Pull out each line of the material below that contains the word "gray".

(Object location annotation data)
☆ ☆ ☆ ☆
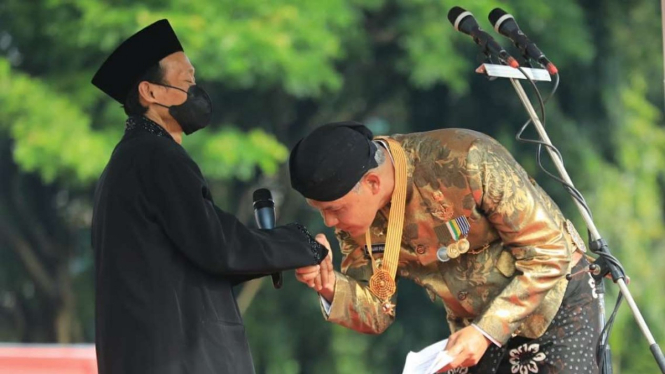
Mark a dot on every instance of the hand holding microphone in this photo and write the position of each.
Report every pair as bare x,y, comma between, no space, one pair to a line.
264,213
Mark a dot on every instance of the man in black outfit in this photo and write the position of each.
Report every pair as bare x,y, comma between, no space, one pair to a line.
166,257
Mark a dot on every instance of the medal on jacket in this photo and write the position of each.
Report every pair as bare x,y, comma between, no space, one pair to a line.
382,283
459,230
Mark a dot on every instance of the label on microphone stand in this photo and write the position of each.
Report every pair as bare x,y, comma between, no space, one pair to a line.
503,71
☆ ☆ ☆ ☆
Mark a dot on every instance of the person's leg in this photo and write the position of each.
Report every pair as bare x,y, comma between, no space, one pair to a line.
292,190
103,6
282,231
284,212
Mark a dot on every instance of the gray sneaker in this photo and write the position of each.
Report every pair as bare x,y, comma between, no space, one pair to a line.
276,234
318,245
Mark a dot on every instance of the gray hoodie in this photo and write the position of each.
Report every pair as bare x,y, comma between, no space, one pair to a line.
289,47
☆ ☆ ☆ ☆
▶ Answer for this exercise:
Mark a dot on every instance of the gray sneaker in this photo and write the position of each.
Mark a dot on every instance of the gray hoodie in this photo and write the position of each.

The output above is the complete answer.